| Consigne de travail 1 |
Répondez aux questions suivantes à partir de l'extrait.
(a) Combien de pièces le dossier de la preuve comptait-il avant la journée de mardi ?
(b) À quelle date M. Mercier doit-il revenir devant le tribunal ?
(c) Combien de documents compte la collection d'archives du Conseil canadien des fabricants de produits du tabac ?
| Consigne de travail 2 |
Indiquez si chacune des affirmations suivantes concorde avec l'extrait. Répondez par oui ou par non et citez les mots qui tranchent la question.
(a) Les défenseurs de JTI-Macdonald et de RBH ont collaboré au processus dans plusieurs cas.
(b) La Cour d'appel a très souvent accepté de se mêler des affaires du juge Riordan.
(c) Les objections des défendeurs sont généralement longues.

| Section du document |
D'ordinaire, ce genre de jury de juges de la Cour d'appel entend en même temps les arguments qui justifient que ce tribunal intervienne tout court et ceux qui justifient qu'il intervienne dans le sens voulu par la partie requérante. L'autre partie peut faire valoir le défaut de pertinence de la requête.


Construction de la preuve: prolongations

En attendant que la Cour d'appel se mêle des affaires du juge Riordan, ce qu'elle a très souvent refusé de faire, ce dernier continue d'arbitrer quotidiennement les inévitables désaccords sur l'enregistrement de documents au dossier de la preuve, lequel comptait déjà plus de 2700 pièces avant la journée de mardi.

À l'aube de l'année 2013, on pouvait encore s'attendre à ce que la partie demanderesse au procès ait fini de bâtir sa preuve à la fin de mars. Les avocats des recours collectifs ont cependant voulu profiter des jugements de janvier pour réenregistrer certaines pièces au dossier.

Les défenseurs des compagnies JTI-Macdonald et Rothmans, Benson & Hedges (RBH) ont montré leur sens pratique en collaborant dans plusieurs cas à ce processus, même s'ils maintiennent plusieurs objections de principe.

La défense d'Imperial se montre plus réticente, ce qui vaudra notamment aux témoins Jean-Louis Mercier et Michel Descôteaux, anciens cadres de cette entreprise, de devoir revenir chacun une troisième fois devant le tribunal, afin d'authentifier certains documents. Cela devrait avoir lieu en avril, le 23 pour M. Mercier.

L'admission de documents dans le dossier de la preuve en vertu de l'article 2870 tel qu'interprété par le juge Riordan n'est pas un exercice de tout repos.

Le juge ne fait pas seulement entendre les objections fréquentes (mais généralement brèves) des défendeurs, il lui est arrivé plusieurs fois mardi de demander à Me Gabrielle Gagné et à Me André Lespérance de justifier l'inclusion de tel ou tel document dans la preuve des recours collectifs. Les deux avocats ne sont pas toujours parvenus à le convaincre, et ont parfois décidé de laisser tomber leur demande d'enregistrer certaines pièces, sans attendre que le juge accepte une objection des défendeurs.

Plusieurs des documents admis en preuve mardi proviennent des archives du Conseil canadien des fabricants de produits du tabac (CTMC), une collection de 30 000 documents transmise aux procureurs des recours collectifs au cours des derniers mois.

Données de localisation spatiale:

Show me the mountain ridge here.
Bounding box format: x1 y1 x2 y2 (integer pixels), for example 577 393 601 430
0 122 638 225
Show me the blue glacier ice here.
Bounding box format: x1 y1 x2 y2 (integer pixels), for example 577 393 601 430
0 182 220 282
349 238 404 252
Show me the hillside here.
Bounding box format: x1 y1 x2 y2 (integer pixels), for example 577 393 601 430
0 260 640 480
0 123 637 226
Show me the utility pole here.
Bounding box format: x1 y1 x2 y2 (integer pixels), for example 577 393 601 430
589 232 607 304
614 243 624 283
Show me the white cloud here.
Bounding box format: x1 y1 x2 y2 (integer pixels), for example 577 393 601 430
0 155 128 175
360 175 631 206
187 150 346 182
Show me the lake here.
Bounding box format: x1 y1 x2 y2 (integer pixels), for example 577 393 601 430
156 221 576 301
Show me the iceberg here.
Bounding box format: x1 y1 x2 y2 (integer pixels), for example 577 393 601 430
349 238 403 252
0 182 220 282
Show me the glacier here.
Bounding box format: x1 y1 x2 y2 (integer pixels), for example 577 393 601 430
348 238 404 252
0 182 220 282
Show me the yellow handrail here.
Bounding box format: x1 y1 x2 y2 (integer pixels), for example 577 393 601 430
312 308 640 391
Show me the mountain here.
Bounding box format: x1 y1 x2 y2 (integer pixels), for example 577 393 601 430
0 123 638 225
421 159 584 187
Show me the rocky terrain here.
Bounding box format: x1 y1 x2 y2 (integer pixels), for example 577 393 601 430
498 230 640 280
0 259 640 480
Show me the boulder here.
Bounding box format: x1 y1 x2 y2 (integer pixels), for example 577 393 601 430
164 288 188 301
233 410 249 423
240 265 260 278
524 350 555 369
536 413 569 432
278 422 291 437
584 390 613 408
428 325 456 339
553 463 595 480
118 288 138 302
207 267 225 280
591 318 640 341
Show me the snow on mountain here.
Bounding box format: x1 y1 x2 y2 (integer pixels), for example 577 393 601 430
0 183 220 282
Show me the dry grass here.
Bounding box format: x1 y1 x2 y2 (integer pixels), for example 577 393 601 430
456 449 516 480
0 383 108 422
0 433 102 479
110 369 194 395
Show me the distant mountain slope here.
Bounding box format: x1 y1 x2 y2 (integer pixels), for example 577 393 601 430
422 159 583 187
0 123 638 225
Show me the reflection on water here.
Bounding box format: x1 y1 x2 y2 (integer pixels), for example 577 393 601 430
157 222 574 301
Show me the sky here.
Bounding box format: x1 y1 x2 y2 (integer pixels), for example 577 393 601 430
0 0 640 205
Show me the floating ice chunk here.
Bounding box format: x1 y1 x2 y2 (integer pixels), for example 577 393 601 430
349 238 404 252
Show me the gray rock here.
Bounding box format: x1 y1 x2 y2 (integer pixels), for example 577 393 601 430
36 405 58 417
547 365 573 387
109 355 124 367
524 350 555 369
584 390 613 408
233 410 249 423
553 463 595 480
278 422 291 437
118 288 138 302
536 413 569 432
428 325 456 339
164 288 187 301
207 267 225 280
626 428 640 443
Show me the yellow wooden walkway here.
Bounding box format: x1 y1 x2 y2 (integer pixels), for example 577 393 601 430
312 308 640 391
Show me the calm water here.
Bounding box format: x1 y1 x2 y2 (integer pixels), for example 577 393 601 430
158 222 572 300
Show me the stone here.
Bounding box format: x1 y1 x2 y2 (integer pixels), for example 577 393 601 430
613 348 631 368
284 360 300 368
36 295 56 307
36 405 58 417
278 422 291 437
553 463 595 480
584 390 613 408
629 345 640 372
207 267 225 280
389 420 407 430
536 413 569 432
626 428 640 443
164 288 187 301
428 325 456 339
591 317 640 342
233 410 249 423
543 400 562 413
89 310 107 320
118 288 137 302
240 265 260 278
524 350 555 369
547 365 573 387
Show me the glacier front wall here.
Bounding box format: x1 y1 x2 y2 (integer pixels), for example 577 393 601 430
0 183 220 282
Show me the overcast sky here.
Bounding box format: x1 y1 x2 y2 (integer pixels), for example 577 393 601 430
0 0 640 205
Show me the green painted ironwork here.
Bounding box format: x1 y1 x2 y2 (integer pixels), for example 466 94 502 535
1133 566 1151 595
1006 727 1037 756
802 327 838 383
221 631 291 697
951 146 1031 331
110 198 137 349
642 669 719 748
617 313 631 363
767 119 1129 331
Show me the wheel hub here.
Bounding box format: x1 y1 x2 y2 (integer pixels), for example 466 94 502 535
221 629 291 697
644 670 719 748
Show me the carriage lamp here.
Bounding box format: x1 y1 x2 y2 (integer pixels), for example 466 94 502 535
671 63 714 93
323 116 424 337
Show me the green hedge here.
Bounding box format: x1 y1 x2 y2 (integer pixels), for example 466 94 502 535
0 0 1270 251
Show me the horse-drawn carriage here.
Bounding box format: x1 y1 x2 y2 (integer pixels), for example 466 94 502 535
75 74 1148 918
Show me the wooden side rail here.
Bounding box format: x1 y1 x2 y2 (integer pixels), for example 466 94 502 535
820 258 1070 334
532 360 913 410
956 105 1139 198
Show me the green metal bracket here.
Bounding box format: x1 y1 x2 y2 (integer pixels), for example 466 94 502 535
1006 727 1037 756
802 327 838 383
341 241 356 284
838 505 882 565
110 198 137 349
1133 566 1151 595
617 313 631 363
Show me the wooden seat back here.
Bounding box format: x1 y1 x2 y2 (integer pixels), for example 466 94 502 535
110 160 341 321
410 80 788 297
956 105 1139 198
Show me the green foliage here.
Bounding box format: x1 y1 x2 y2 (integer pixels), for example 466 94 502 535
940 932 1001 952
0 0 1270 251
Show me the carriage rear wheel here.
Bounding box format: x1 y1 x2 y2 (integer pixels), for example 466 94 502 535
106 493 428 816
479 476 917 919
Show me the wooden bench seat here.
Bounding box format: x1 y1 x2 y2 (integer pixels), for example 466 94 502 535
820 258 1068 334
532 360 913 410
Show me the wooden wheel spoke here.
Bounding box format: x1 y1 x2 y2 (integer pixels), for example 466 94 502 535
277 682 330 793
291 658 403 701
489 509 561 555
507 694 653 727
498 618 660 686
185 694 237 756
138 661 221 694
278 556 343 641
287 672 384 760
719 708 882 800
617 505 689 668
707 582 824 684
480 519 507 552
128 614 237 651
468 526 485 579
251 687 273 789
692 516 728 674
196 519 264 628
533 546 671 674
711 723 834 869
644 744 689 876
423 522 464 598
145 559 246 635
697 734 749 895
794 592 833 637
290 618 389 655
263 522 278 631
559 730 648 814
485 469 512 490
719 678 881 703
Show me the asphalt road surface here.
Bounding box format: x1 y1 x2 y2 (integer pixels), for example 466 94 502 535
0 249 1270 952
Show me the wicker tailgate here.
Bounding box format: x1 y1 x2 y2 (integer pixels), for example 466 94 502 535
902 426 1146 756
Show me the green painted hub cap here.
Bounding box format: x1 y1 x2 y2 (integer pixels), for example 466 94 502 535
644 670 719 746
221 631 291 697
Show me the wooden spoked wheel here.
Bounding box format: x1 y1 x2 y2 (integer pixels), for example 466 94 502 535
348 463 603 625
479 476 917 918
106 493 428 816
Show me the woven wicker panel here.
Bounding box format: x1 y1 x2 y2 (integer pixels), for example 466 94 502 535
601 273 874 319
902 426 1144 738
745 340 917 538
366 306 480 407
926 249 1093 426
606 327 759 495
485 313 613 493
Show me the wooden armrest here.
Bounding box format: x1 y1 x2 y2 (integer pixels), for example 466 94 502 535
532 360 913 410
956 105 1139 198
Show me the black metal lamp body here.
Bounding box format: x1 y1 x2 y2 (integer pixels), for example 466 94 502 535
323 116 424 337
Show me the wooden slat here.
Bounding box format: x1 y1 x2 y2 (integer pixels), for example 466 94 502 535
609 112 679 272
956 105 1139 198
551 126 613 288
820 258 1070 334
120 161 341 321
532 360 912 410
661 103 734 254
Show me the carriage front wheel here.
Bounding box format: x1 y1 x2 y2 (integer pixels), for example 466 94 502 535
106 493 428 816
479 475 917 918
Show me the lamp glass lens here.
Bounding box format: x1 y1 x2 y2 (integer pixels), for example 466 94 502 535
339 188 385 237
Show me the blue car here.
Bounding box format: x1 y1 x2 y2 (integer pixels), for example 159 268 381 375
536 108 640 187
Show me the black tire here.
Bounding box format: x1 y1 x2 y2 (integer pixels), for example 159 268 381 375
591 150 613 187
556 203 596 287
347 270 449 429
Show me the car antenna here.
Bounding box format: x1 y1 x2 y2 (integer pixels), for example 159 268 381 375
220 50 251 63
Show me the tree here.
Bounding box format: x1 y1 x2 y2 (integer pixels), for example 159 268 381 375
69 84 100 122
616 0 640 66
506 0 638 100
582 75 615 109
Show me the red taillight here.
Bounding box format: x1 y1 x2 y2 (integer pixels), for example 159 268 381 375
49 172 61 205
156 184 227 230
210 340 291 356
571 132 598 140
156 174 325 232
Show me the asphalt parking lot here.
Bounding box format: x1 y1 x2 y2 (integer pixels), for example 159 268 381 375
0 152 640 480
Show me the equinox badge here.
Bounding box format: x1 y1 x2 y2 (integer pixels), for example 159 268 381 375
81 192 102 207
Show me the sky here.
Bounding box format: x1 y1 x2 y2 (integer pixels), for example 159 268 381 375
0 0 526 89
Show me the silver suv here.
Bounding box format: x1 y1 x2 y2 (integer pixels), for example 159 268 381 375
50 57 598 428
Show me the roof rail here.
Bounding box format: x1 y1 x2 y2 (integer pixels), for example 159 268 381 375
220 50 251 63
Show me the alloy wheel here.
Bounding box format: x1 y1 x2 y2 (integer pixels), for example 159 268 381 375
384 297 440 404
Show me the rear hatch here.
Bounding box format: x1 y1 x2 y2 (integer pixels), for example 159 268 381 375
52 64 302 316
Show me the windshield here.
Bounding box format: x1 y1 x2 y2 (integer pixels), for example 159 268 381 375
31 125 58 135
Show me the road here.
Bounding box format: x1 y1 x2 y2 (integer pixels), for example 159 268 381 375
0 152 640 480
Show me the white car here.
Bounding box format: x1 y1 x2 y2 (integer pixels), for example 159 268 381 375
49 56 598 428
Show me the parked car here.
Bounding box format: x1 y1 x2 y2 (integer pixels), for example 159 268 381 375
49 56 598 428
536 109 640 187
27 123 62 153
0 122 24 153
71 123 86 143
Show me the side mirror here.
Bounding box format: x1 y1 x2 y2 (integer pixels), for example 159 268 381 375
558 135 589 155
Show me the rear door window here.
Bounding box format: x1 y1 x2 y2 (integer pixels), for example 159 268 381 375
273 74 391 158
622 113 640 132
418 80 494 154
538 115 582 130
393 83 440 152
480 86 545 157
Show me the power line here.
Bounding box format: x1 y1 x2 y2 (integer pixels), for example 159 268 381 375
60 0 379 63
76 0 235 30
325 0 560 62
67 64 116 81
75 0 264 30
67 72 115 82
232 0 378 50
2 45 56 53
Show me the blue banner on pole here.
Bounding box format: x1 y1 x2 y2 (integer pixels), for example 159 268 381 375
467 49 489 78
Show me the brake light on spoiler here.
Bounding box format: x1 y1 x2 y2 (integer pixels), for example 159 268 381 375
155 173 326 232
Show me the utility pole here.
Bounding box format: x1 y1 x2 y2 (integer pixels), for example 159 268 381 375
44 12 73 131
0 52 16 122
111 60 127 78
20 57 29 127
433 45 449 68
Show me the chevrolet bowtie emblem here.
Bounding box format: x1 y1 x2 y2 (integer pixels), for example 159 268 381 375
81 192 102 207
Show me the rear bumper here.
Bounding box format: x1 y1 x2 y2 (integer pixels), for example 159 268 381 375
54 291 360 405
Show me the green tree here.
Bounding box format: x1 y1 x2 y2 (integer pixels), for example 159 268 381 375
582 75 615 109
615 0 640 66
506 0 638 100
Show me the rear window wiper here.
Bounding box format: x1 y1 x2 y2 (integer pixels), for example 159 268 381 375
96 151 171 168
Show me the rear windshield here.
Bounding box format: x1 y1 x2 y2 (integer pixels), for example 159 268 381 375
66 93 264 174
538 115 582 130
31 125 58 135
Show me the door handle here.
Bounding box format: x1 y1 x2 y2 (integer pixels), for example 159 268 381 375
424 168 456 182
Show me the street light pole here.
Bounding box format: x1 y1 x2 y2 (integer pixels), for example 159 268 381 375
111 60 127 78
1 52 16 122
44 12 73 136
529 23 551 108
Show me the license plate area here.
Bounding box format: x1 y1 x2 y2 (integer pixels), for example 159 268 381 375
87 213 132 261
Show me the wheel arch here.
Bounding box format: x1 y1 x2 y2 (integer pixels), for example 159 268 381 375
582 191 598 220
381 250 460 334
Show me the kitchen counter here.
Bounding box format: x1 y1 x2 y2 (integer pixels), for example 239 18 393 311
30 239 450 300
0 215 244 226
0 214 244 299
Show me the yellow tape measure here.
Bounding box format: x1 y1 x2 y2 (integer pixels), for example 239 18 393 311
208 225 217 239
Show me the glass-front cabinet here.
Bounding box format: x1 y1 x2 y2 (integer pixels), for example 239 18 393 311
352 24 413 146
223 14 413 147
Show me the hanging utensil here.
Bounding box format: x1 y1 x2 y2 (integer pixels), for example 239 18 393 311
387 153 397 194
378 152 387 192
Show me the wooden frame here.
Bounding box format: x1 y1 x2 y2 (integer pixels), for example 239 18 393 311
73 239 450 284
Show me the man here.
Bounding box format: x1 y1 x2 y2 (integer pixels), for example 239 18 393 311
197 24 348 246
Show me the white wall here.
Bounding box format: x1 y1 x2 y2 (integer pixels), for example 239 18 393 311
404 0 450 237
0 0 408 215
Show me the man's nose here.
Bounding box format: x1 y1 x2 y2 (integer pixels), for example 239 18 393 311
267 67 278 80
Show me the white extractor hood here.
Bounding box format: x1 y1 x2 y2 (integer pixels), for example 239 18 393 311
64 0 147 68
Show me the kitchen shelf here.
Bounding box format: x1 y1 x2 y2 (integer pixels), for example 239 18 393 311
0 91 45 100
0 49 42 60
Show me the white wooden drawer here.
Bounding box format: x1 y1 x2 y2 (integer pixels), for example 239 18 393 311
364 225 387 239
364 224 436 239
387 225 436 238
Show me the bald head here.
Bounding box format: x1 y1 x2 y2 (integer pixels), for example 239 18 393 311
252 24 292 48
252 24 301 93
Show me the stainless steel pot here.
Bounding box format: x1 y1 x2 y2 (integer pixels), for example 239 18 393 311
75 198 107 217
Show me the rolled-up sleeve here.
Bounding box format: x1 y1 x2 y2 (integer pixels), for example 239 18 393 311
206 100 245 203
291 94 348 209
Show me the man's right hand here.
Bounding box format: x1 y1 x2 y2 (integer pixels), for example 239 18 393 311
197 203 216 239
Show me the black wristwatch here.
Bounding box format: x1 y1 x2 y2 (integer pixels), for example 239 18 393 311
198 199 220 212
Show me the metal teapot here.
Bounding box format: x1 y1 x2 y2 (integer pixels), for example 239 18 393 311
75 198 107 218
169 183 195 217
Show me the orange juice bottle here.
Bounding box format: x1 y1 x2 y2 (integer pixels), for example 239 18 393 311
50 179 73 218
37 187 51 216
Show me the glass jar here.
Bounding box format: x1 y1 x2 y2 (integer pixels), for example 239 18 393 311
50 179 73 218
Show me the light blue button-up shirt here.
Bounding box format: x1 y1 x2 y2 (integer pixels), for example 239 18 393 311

| Zone de réponse 1 |
(a) Il en comptait déjà plus de 2700.
(b) Il doit revenir le 23 avril.
(c) Elle compte 30 000 documents.

| Zone de réponse 2 |
(a) Oui : « ont montré leur sens pratique en collaborant dans plusieurs cas à ce processus ».
(b) Non : « ce qu'elle a très souvent refusé de faire ».
(c) Non : « les objections fréquentes (mais généralement brèves) des défendeurs ».